Walter Wolf’s Porsche 935 is a snarling street-legal Le Mans winner

Say hello to the only road-going Porsche 935 Kremer K3 in existence, ordered new in 1979 by the Austrian-Canadian oil magnate Walter Wolf. It’s 98 percent Le Mans winner, two percent 930 Turbo, and 100 percent gaga. Incidentally, it’s also a car with an intriguing link to Classic Driver…

Imagine, if you will, approaching a motorsport engineering company such as Prodrive or Michelotto and asking them to build you a Le Mans-specification GTE Aston Martin or Ferrari for the road, complete with a personalised leather interior from the road cars upon which they’re loosely based and a stereo loud enough to fuel a week-long rave. They’d probably laugh in your face and see you on your way.

That wasn’t the response Walter Wolf received from the Kremer brothers in 1979, however, when he commissioned a street-legal K3, Kremer’s ultra-successful evolution of the Porsche 935. That could have been because of his good standing in the motorsport world – or, more likely, his enormous wealth.

Having emigrated, penniless, from his native Austria to Canada in the 1950s, Wolf became an astute businessman and made a fortune in the oil industry. As you’d imagine from a self-made man who started with nothing, he developed a taste for the luxuries in life, not least exotic cars and motorsport.

An encounter with Frank Williams in 1975 ultimately led Wolf to establish his own Formula 1 outfit and, unbelievably, in its debut race at Buenos Aires in 1977, his car – designed by Harvey Postlethwaite and piloted by Jody Scheckter – fended off Ferrari and McLaren to win the race.

Never without his signature Ray-Ban General sunglasses, Wolf inevitably had a penchant for supercars, and none fitted the bill quite like a Lamborghini. But as with most of his endeavours, ‘off the shelf’ just wouldn’t do – his Countach ‘Walter Wolf Specials’, for example, were specially hand-built by Dallara, with more power, better brakes, wider tyres, and maple leaf decals.

There comes a point, though, where one tires even of a Lamborghini. And where do you look to next to deliver the sort of theatre and thrill that not even a Countach can deliver? Encouraged by their success in the sports car world, Wolf turned to the Kremer brothers, Erwin and Manfred, but he didn’t want one of their modified Porsche 935s to race – he wanted one to drive around Europe.

Kremer consulted closely with Wolf and emphasised to him that almost any mechanical aspect of the car could be adapted to his tastes. But in that respect, Wolf insisted the car was as close to the racer as possible. So, according to Kremer, the car is 98 percent identical to the K3 that won Le Mans outright in 1979.

Save for a specially fabricated exhaust system, softer suspension, slightly greater ground clearance, and a speedometer in kilometres-per-hour (so Wolf could view the full range of the Le Mans-spec final drive), this was the same three-litre, twin-turbocharged, 740bhp flame-throwing 935 that was vanquishing almost everything else on circuits around the world at that time. Even the aerodynamically extreme Kevlar bodywork, resplendent in the same shade of dark blue as Wolf’s Formula 1 cars, was untouched – Kremer merely added some tiny sidelights and indicators.

——

=== Work instructions ===
A. In the Porsche 935 article, who designed Wolf's Formula 1 car that won at Buenos Aires in 1977?
B. Quote the Porsche 935 article from "That wasn’t the" to "cars and motorsport.".
C. Continue the Porsche 935 article from the point where it stops.
The data that comes next isn't needed.

Location identification items
——

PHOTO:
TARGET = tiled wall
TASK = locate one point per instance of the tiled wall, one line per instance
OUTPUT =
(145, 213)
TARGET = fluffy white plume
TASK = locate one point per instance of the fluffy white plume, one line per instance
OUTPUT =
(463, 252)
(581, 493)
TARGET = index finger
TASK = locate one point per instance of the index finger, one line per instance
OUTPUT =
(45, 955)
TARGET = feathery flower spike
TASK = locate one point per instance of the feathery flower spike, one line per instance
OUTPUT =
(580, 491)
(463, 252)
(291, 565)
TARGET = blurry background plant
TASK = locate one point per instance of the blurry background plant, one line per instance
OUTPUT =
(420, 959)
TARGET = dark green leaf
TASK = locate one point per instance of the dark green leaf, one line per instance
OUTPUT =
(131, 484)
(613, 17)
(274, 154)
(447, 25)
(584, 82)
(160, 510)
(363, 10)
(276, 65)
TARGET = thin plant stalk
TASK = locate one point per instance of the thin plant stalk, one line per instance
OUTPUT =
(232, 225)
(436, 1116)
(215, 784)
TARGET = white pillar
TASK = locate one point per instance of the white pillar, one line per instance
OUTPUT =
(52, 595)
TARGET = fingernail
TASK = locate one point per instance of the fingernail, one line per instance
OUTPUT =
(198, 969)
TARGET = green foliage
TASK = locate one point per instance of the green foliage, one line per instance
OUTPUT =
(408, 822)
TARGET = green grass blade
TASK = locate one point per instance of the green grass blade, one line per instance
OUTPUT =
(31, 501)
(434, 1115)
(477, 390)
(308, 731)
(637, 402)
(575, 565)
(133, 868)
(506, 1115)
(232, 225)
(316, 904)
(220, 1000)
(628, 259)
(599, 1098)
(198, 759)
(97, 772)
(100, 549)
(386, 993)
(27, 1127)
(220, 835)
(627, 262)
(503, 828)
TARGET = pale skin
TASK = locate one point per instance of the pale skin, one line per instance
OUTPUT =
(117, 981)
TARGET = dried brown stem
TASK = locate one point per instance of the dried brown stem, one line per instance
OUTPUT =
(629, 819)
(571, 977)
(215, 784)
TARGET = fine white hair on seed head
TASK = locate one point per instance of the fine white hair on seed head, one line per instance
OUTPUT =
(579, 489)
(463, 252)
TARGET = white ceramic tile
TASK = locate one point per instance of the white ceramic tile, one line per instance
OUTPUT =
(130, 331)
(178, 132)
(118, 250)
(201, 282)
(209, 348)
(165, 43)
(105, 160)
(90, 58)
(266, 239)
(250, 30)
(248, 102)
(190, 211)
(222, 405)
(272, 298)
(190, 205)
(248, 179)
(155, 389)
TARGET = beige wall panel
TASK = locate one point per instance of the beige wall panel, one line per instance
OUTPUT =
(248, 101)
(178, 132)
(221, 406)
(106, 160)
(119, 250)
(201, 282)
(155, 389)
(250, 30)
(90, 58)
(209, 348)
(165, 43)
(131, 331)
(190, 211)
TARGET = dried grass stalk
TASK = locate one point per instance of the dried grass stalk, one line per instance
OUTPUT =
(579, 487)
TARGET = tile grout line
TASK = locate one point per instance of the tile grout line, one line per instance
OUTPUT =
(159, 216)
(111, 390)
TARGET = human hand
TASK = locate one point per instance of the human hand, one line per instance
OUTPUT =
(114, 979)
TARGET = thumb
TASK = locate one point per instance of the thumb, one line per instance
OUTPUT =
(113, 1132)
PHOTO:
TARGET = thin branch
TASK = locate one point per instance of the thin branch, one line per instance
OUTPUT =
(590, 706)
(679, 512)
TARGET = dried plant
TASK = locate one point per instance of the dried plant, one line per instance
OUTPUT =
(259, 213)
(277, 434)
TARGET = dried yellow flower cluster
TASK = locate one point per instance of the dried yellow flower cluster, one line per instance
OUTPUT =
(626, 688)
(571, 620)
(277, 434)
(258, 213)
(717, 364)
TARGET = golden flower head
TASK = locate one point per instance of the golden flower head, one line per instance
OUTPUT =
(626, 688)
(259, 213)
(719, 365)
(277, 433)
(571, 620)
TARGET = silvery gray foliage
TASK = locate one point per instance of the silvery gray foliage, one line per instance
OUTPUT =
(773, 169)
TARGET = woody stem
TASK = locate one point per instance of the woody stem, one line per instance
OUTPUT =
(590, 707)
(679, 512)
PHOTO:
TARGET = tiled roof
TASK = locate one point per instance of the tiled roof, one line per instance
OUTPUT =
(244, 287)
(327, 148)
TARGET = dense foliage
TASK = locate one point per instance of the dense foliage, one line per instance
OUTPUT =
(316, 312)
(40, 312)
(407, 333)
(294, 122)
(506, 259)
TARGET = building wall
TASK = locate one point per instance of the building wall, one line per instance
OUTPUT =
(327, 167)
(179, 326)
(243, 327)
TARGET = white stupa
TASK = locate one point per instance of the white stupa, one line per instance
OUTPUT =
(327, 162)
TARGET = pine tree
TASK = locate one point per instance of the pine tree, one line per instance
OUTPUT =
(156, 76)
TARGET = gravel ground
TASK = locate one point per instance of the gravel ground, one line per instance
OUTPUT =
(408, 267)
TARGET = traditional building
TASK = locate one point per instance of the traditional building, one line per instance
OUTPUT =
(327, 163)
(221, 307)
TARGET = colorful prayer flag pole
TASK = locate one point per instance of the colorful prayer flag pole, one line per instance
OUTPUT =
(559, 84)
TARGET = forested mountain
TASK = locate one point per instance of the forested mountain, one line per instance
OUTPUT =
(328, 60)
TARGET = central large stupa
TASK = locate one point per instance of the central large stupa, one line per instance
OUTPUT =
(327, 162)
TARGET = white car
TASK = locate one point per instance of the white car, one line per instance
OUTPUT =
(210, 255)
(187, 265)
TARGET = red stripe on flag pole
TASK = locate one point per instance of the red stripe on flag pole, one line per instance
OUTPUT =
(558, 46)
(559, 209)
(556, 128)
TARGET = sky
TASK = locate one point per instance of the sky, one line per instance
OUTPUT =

——

=== Exercise answers ===
A. Harvey Postlethwaite.

B.
That wasn’t the response Walter Wolf received from the Kremer brothers in 1979, however, when he commissioned a street-legal K3, Kremer’s ultra-successful evolution of the Porsche 935. That could have been because of his good standing in the motorsport world – or, more likely, his enormous wealth.

Having emigrated, penniless, from his native Austria to Canada in the 1950s, Wolf became an astute businessman and made a fortune in the oil industry. As you’d imagine from a self-made man who started with nothing, he developed a taste for the luxuries in life, not least exotic cars and motorsport.

C.
Swing open the feather-light door, and where you’re more accustomed to seeing a melee of exposed aluminium and Kevlar, you’re instead greeted by the unmistakeable interior of a bog-standard 930 Turbo. The dark blue leather Recaros, complete with red piping to match the pinstriping on the exterior, are bolt upright ahead of the bulkhead and match the leather door cards. There are even electric windows...

There are, of course, subtle clues to the car’s motorsport origins, such as the classic ‘door-knob’ boost control between the seats (turn it up to 11!) and the offset aluminium gearstick protruding from the navy carpet surround. Look closer, still, and you’ll find thinly disguised kill switches, gauges with boost readouts, and LED shift lights. Apologies for the pun, but this really is a wolf in a slightly scruffy sheep’s clothing. It's not fooling anybody. 

Personalisation was Wolf’s strong suit and it was vital that everyone from mechanics in the Formula 1 paddock to cyclists he was blasting past on the Stelvio Pass were aware of who this car belonged to. Interestingly, this is where Classic Driver enters the fray. Prior to founding Classic Driver, our publisher owned a luxury car customisation company in Hamburg called Car & Driver. And when Wolf decided that his 935 needed a stereo that would actually be audible over the gruff whine of the engine, Hamburg was where he headed.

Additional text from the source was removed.